Renewable Energy Brings Economic Boost to Rural Communities

A new NRDC report released today documents the impact of clean energy on the rural Midwest using employment data and case studies of the benefits of solar, wind, and energy efficiency projects. However, the figures and data only tell half the story (see topline findings here)—beyond job growth, renewable energy provides a slew of indirect economic benefits that are equally important to create thriving rural economies.

Wind energy brings revenue and new investments

Rural areas of the Midwest gained 2.2 gigawatts (GW) of new wind capacity in 2017. Those additions build on strong growth over the last decade to provide rural Midwesterners with revenue from lease payments, infrastructure improvements, and attractions for new investments.

Wind developers will often pay people to host wind turbines on their land, providing farmers and ranchers with a consistent source of income while allowing them to continue to farm. Throughout the country, wind farms provide $245 million every year in lease payments to farmers and ranchers for hosting wind turbines. Within the Midwest, rural landowners in Iowa, Illinois, and Kansas receive more than $10 million annually from wind leases. Farmers and ranchers in North Dakota, Minnesota, and Indiana receive between $5 million and $10 million.

NREL

Wind developers often pay landowners to host wind turbines, providing farmers and ranchers with a consistent source of additional income while still allowing them to use these lands for farming as well. Wind farms provide $245 million every year in lease payments to farmers and ranchers for hosting wind turbines. Within the Midwest, rural landowners in Iowa, Illinois, and Kansas receive more than $10 million annually from wind leases. Farmers and ranchers in North Dakota, Minnesota, and Indiana receive between $5 million and $10 million.
____
▶ **To be done**
(A) Answer these from the article on renewable energy in the rural Midwest:
(i) How much new wind capacity did rural areas of the Midwest gain in 2017?
(ii) In which three states do rural landowners receive more than $10 million a year from wind leases?
(iii) Which three kinds of clean energy projects do the report's case studies cover?
(B) Pick up the article on renewable energy in the rural Midwest after its final sentence and keep writing.

▶ **Information shown**
____
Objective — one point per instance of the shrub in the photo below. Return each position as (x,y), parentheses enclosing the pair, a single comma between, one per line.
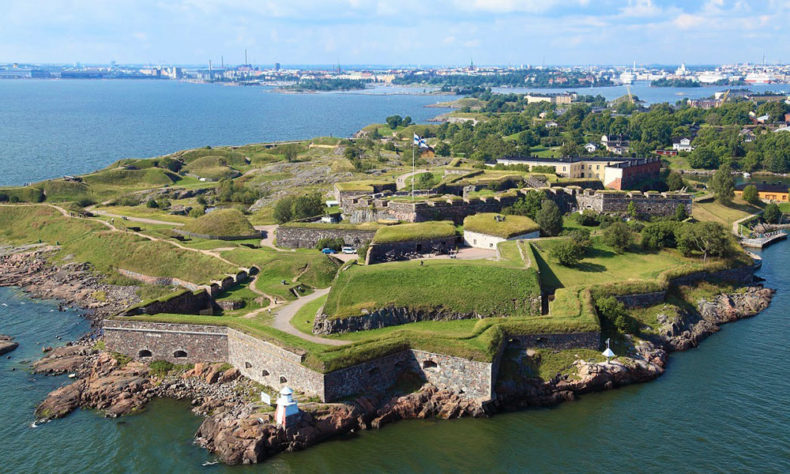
(334,243)
(618,236)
____
▶ **Answers to each task**
(A)
(i) 2.2 gigawatts (GW)
(ii) Iowa, Illinois, and Kansas
(iii) Solar, wind, and energy efficiency

(B)
Wind energy projects also provide a new source of tax revenues for local governments, which can be invested into school districts and economic development projects. For example, in Colfax, Illinois, a town of 1,000 people, new wind projects increased the property tax base from $61 million in 2006 to $102 million in 2008. This new revenue allowed the local schools to fund new projects, pay off debt, and weather the 2008 recession.

Wind projects are also magnets for further investment. Businesses from around the country are flocking to the rural Midwest to build data centers and other facilities that will run on clean energy. Corporations drawn to an area because of cheap, clean electricity create local jobs and greater local economic activity. These new industries can also drive further tax revenue and infrastructure improvements.

Solar energy: improving access through community solar

Rural areas are also experiencing new growth in solar energy. Jobs in the solar industry make up more than 45 percent of the renewable energy jobs throughout the Midwest. Rural electric cooperatives (co-ops), which are utilities owned by their customers, have taken great strides to bring solar energy to more rural communities. Co-ops have especially taken advantage of one great avenue for expanding solar access: community solar programs.

Community solar programs allow participants to buy a share of a solar project and then benefit from the electricity generated. These projects bring solar energy to people who cannot or do not want to install their own rooftop solar panels. This can apply to homeowners who can’t afford the large up-front costs or have rooftops that are shaded or inconveniently oriented. It can also benefit those who don’t own their home and can’t alter their roofs. More and more rural areas are subscribing to community solar programs, with more than 190 co-ops offering community solar in 31 states. When designed properly, community solar programs can address many of the barriers that prevent households from adopting solar and, in doing so, can reduce electricity bills and lower household energy burden—which is especially high for rural families.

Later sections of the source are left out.